Required task 1: Write out word for word the part of the passage on modeling that opens with the words containing "If you want" and closes with "multiplicities DO matter.".

Modeling is always about leaving out details. Making things simpler.
Do not add details to a diagram that make no sense.

To paraphrase someone famous Everything should be made as simple as possible, but no simpler.

The above implies that the situation is not black or white, but some shade of gray.
That grayness is the reason of the confusion, because there is not one answer that fits in all situations.
It also means that you do not have to draw all diagrams all of the time, but only the diagrams that are needed. The question of course is: How do you know that it is needed? The answer is: as soon as you want to discover or explain something. Discovering is explaining to yourself. In a course where you need to learn the syntax and semantics of a language you must of course practice it and use the "words" (icons, lines) to form proper sentences (models, diagrams).

A model is a kind of plan and help to keep oversight, both overall and in the details, where required.

Let me explain:

First you should consider the purpose of the diagram.

If you want to play out a scenario, you need objects (instances), and a box and line or stick model actors suffices. Boxes often will do because they are easily drawn (simplification).
Object diagram could be the next step.

Then

If it is about data analysis, a.k.a. domain modeling, relations between entities, then multiplicities DO matter.
A domain model show the relations between data elements. These relations often go two ways, and is natural, hence there is no prevalent direction.
If it is about designing your system architecture, then the directions of the associations (is-A, uses, or has-A) take precedence.
A proper class diagram of a software system is a directed graph. The relations need to have a direction, so you can discover what should or can go where, or can’t. The directions are especially important because in dependencies (which is what these arrows show), you are not allowed to have cycles.

In a software system class diagram, that serves to find potential reuse (using an already existing idea or type etc), cardinalities have no meaning.
- Its suffices to know the types (class, interface) and their relation, and you rarely need to specify how many instances you will have.
- If you do need to specify a number, then typically enum is the solution, which implicitly also serves as Singleton.

Let us use metaphores. Sausage and Sausage Machines.

A domain model is about the data. It is about sausage.
- In the domain you specify what proportions of meat, fat, spicing, and skin you use. This is called the recipe. The processing takes place in machines.
A system design is about the sausage machines.
- What type of bolts and nuts do we need. What is the type of steel for the grinder, and what is it’s shape etc. You need only one design ( ==template, class ) of each.
- The size (diameter) and consistency of the sausage matter, but for the rest it is metal, wood, plastic, rubber etc.
- The temperature and preparation time of course also matter, but that is how you use the machine.
The assembly process of the machine is the last part as far as producing machines goes.
- In the assembly you need to know the number of bolts, grinder wheels etc. Meat nor sausage is involved, unless you hit yourselves with a spanner. The sausages will be involved in the test lab. (Think test scenarios). Compare the assembly process of the meat grinder to what a compiler does to a program. As far as the compiler is concerned, the program’s source code is just data. And so are the components of the meat grinder during assembly. During use it becomes (part of) the system.

Required task 2: Put the lines of the records from the line containing "Provide one point per instance of the wooden shelf" through the line containing "x=110 y=167", both included, into a JSON list of strings with one string per line, leaving out blank lines.

Data lines:
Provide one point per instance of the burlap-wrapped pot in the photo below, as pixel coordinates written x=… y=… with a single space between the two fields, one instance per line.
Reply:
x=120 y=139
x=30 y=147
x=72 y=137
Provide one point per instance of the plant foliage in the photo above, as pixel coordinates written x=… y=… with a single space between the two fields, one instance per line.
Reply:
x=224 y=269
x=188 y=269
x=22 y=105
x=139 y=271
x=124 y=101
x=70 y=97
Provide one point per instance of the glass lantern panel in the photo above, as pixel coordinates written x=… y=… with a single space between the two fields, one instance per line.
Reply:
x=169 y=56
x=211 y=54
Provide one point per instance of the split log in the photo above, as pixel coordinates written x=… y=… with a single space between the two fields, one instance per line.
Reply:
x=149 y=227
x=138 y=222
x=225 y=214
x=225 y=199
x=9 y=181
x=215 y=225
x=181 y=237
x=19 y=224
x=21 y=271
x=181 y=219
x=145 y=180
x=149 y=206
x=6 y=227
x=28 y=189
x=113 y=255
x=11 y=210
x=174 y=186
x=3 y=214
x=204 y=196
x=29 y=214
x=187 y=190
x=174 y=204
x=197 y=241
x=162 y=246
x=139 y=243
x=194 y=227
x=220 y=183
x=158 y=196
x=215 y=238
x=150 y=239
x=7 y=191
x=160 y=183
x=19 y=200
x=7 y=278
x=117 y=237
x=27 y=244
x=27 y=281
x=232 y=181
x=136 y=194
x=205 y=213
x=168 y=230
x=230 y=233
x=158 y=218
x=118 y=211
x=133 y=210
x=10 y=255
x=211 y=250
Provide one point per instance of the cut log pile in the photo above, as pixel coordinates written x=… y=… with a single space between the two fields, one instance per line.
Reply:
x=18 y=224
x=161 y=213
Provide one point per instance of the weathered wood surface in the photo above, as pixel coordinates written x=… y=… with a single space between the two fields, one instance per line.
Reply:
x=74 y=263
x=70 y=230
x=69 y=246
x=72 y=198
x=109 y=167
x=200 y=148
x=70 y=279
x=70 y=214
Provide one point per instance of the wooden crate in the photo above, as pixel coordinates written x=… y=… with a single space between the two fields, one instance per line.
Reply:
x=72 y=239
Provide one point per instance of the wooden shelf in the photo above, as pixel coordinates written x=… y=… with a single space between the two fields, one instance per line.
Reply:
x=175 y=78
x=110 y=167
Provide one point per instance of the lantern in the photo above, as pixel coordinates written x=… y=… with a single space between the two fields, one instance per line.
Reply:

Correct answer 1:
If you want to play out a scenario, you need objects (instances), and a box and line or stick model actors suffices. Boxes often will do because they are easily drawn (simplification).
Object diagram could be the next step.

Then

If it is about data analysis, a.k.a. domain modeling, relations between entities, then multiplicities DO matter.

Correct answer 2:
[
  "Provide one point per instance of the wooden shelf in the photo above, as pixel coordinates written x=… y=… with a single space between the two fields, one instance per line.",
  "Reply:",
  "x=175 y=78",
  "x=110 y=167"
]